[EXERCISE DIRECTIONS] Please recast the listing below as a numbered list, starting at the line that contains "For each <instance>" and ending at the line that contains "positive clicks: (376, 23)", with both of those lines included and any blank lines left out.

[INFORMATION PROVIDED]
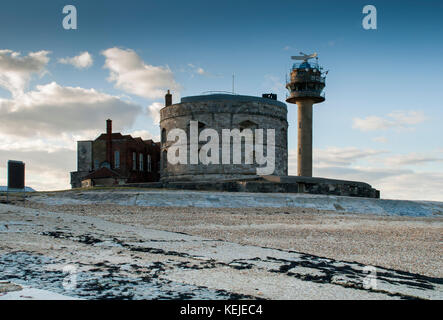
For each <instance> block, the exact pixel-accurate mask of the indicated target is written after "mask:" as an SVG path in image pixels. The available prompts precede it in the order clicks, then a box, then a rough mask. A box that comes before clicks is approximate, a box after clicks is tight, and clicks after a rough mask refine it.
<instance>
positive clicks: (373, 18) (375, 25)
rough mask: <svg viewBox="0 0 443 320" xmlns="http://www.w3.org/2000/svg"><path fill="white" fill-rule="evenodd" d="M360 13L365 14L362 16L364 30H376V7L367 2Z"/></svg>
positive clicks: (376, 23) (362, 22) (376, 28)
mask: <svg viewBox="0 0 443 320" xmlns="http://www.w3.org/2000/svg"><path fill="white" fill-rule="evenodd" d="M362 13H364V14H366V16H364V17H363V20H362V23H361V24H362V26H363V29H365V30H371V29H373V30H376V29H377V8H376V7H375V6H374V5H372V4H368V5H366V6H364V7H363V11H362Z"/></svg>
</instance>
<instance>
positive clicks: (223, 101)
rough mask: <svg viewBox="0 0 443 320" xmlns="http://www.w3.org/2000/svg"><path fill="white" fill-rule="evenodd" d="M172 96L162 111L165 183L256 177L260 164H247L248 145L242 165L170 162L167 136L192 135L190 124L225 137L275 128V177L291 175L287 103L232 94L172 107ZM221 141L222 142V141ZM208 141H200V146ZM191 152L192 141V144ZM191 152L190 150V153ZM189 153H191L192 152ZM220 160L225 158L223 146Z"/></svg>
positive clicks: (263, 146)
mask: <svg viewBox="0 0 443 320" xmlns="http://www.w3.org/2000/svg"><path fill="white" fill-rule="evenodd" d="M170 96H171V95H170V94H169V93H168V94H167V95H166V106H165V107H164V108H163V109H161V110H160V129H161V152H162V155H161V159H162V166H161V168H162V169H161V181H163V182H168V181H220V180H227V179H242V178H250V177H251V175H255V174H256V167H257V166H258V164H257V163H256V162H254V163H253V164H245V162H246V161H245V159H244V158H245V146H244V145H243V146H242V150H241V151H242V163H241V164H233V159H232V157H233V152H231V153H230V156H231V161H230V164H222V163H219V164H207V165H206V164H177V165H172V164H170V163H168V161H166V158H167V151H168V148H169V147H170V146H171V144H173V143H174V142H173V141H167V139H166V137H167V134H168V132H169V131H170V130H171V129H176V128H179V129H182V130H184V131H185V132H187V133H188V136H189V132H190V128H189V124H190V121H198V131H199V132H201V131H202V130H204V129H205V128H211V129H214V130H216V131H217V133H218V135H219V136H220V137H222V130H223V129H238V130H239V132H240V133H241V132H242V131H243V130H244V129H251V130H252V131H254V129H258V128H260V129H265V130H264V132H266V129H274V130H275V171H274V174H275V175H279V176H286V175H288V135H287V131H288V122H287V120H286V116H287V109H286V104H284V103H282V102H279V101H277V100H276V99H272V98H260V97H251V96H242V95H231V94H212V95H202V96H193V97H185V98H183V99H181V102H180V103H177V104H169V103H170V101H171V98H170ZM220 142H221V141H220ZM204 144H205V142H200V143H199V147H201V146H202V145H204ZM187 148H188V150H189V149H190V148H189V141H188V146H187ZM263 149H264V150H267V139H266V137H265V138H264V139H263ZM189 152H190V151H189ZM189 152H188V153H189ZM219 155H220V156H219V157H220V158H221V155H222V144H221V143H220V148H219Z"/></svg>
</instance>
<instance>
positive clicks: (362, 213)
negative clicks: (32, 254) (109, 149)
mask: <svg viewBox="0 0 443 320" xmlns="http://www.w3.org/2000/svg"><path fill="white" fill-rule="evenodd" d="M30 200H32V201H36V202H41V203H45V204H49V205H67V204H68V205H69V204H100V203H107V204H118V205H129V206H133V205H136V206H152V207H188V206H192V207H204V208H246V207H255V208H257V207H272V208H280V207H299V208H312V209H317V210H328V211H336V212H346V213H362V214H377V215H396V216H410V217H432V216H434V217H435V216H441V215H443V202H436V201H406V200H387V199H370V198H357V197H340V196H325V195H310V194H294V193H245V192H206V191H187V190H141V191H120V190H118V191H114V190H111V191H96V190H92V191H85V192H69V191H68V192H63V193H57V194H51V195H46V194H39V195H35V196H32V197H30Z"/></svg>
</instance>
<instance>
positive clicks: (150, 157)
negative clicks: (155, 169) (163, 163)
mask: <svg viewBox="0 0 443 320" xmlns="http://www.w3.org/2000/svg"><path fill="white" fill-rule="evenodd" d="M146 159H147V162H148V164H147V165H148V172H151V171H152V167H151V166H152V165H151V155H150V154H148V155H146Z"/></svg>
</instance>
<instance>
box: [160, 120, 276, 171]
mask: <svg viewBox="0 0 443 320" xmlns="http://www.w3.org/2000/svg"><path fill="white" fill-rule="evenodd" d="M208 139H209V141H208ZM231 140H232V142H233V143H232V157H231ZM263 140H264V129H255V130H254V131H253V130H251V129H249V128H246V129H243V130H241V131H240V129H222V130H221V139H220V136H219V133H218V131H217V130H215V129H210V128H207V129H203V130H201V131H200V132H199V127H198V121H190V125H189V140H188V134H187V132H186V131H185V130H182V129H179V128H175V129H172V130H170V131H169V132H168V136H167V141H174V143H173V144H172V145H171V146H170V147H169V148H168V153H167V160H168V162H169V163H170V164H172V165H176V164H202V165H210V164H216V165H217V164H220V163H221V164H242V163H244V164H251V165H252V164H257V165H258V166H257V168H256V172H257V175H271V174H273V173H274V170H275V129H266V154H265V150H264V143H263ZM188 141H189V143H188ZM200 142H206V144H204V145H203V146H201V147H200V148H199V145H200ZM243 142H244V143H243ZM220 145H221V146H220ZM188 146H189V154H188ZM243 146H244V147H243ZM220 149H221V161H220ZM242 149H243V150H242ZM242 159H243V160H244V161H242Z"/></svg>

---

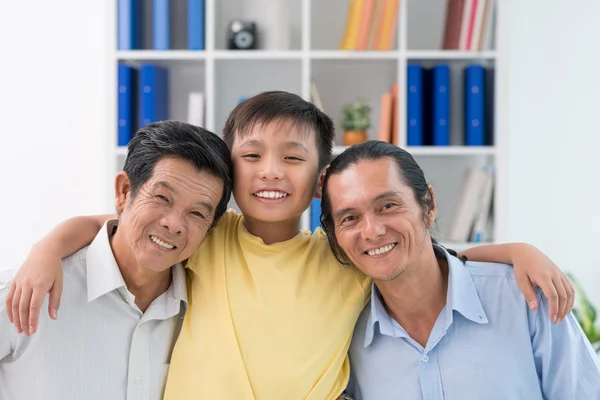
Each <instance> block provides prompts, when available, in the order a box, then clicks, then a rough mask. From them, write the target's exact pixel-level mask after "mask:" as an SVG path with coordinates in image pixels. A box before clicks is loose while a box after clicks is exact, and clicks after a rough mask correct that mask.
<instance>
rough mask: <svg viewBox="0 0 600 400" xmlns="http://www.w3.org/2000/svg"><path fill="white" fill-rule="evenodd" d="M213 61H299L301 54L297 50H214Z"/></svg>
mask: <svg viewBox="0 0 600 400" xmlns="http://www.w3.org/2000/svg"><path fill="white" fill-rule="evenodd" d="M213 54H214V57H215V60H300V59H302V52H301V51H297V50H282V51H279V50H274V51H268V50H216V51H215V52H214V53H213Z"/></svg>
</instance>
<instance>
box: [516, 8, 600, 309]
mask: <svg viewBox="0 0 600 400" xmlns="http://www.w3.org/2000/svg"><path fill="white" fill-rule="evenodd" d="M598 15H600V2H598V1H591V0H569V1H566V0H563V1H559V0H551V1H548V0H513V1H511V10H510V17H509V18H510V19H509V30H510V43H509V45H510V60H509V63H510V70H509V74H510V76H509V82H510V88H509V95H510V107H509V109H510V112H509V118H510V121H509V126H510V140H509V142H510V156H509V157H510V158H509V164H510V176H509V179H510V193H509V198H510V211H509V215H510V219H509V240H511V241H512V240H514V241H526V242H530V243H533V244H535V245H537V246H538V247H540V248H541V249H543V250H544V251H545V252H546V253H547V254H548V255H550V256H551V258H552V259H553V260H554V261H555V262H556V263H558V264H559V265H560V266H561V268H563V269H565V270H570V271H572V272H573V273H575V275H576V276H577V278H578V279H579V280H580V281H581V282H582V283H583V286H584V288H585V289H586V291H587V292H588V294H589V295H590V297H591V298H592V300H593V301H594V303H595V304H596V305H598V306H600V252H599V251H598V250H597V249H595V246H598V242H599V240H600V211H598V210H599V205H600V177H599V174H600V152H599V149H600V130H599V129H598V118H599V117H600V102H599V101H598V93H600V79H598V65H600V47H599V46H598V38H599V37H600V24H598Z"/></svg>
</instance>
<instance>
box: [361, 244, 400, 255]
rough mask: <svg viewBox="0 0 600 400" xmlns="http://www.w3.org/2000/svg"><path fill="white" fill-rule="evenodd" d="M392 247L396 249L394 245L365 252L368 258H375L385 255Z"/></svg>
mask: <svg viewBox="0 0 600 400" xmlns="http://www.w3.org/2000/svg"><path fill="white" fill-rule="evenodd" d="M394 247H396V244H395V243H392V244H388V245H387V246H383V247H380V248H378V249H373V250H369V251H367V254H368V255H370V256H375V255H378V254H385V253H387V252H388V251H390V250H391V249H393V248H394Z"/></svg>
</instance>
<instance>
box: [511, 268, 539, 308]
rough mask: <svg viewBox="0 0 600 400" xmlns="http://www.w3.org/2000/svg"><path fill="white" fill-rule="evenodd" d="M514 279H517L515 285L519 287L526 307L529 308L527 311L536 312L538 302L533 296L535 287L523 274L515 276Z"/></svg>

[TASK SOLUTION]
1. For each <instance> block, the exact pixel-accurate mask of the indicated target is written after "mask:" as an SVG path in image pixels. The available prompts precede it in the order clicks, then a box, then a rough mask. A box that comes before clicks is approximate, a box after clicks is tight, and clicks after a rough mask refine it.
2. <instance>
3. positive clicks: (373, 18) (375, 25)
4. rough mask: <svg viewBox="0 0 443 320" xmlns="http://www.w3.org/2000/svg"><path fill="white" fill-rule="evenodd" d="M360 13L365 14L362 16L364 30H376V7L367 2Z"/></svg>
5. positive clicks: (376, 23) (362, 22) (376, 28)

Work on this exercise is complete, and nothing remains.